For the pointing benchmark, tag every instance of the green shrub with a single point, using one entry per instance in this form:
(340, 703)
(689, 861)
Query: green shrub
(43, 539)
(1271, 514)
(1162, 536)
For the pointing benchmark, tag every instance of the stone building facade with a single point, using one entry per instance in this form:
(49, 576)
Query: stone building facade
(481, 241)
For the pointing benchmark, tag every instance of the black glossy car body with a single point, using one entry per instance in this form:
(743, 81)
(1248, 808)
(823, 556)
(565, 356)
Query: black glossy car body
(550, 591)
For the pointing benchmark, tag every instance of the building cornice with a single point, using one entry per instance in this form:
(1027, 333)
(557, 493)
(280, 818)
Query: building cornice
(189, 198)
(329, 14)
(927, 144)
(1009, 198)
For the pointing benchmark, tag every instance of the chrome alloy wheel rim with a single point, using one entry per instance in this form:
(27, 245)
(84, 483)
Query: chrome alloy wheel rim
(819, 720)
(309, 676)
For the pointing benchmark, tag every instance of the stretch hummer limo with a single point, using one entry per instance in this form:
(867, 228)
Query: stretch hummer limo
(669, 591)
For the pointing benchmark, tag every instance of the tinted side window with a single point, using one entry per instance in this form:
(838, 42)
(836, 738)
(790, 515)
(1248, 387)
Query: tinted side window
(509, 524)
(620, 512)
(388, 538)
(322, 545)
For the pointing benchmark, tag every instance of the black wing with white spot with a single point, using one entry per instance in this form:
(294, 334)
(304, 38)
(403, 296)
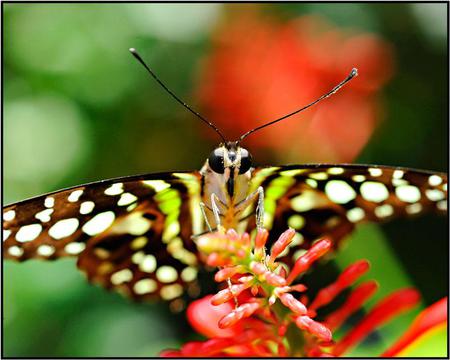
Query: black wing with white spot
(328, 200)
(131, 234)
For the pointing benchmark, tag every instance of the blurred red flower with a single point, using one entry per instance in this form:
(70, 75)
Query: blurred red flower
(259, 70)
(257, 324)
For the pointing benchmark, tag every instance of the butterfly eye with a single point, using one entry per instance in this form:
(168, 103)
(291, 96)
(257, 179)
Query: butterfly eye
(246, 161)
(215, 161)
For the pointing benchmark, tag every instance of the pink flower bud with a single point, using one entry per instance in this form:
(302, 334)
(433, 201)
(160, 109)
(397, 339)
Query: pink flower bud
(305, 261)
(214, 259)
(283, 241)
(314, 327)
(227, 294)
(274, 279)
(292, 303)
(299, 287)
(227, 273)
(261, 239)
(243, 311)
(257, 268)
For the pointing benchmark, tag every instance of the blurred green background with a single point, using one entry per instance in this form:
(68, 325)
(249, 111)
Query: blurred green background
(78, 108)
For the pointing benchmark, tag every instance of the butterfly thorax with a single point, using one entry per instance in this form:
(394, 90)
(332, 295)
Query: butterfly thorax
(226, 177)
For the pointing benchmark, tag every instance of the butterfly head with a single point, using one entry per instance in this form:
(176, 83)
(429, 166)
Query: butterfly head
(229, 159)
(230, 165)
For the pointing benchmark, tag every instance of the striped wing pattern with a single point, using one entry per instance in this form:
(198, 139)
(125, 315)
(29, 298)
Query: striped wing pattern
(329, 200)
(131, 234)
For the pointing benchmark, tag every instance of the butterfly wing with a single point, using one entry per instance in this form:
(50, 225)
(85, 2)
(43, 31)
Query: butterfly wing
(130, 234)
(329, 200)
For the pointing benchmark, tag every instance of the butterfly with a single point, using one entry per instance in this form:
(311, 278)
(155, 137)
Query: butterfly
(136, 234)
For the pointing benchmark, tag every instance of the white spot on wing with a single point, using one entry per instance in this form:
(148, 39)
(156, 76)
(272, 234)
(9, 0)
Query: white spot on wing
(15, 251)
(148, 263)
(166, 274)
(63, 228)
(44, 215)
(399, 182)
(49, 201)
(375, 172)
(86, 207)
(74, 248)
(139, 242)
(408, 193)
(435, 195)
(189, 274)
(126, 199)
(99, 223)
(442, 205)
(356, 214)
(171, 230)
(319, 176)
(114, 189)
(311, 182)
(170, 292)
(145, 286)
(339, 191)
(434, 180)
(9, 215)
(75, 195)
(414, 208)
(45, 250)
(398, 174)
(358, 178)
(6, 234)
(121, 276)
(293, 172)
(374, 191)
(335, 171)
(384, 210)
(158, 185)
(28, 232)
(296, 221)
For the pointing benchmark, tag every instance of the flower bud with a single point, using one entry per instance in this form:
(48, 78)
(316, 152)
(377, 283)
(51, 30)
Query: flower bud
(305, 261)
(283, 241)
(314, 327)
(292, 303)
(237, 314)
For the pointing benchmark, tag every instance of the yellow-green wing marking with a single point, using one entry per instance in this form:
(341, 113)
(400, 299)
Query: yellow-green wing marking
(328, 200)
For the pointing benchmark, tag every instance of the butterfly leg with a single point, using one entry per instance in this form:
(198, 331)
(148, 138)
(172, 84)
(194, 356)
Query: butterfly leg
(216, 210)
(259, 193)
(202, 208)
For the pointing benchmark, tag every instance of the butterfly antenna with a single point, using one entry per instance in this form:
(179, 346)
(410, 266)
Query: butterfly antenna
(352, 74)
(210, 124)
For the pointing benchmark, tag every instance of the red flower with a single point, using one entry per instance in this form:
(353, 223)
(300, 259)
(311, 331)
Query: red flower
(246, 318)
(259, 70)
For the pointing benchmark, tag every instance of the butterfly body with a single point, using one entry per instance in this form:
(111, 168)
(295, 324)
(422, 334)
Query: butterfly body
(134, 234)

----

WORK REQUIRED >> Write out the records again, beginning with the line that contains "For the pointing benchmark, tag every instance of the flower" and continuing through the end of the records, requests included. Add 126 to each number in the answer coordinates.

SOLUTION FOR THIS TASK >>
For the pointing benchmark, tag every instance of the flower bud with a single point, using one entry per instance in this form:
(48, 78)
(316, 152)
(377, 283)
(51, 30)
Query: flower bud
(431, 387)
(409, 367)
(440, 453)
(418, 429)
(363, 440)
For the pointing benchmark, tag every instance of the yellow-green wing marking with a single point, using one entry per instance in this form:
(341, 113)
(400, 299)
Query: yellow-green wing marking
(454, 326)
For the pointing benchmark, tag every instance of the butterfly leg with a single point, using one entry per instance in this form:
(198, 331)
(148, 138)
(172, 84)
(194, 356)
Query: butterfly leg
(342, 336)
(385, 319)
(328, 334)
For the pointing benchmark, tag every instance of the butterfly antenna with a single point, using one entry per instance in this form:
(179, 346)
(410, 266)
Query: butterfly antenna
(478, 200)
(336, 250)
For the pointing benchmark, tag every instance of the red flower with a single point, using one entry per instance in this form:
(353, 223)
(300, 259)
(311, 331)
Query: red flower
(372, 444)
(385, 196)
For the pointing benchmark, tag every instance of the butterfly body with a single point, using one entry per instance in this form:
(111, 168)
(295, 324)
(422, 334)
Query: butterfly body
(260, 360)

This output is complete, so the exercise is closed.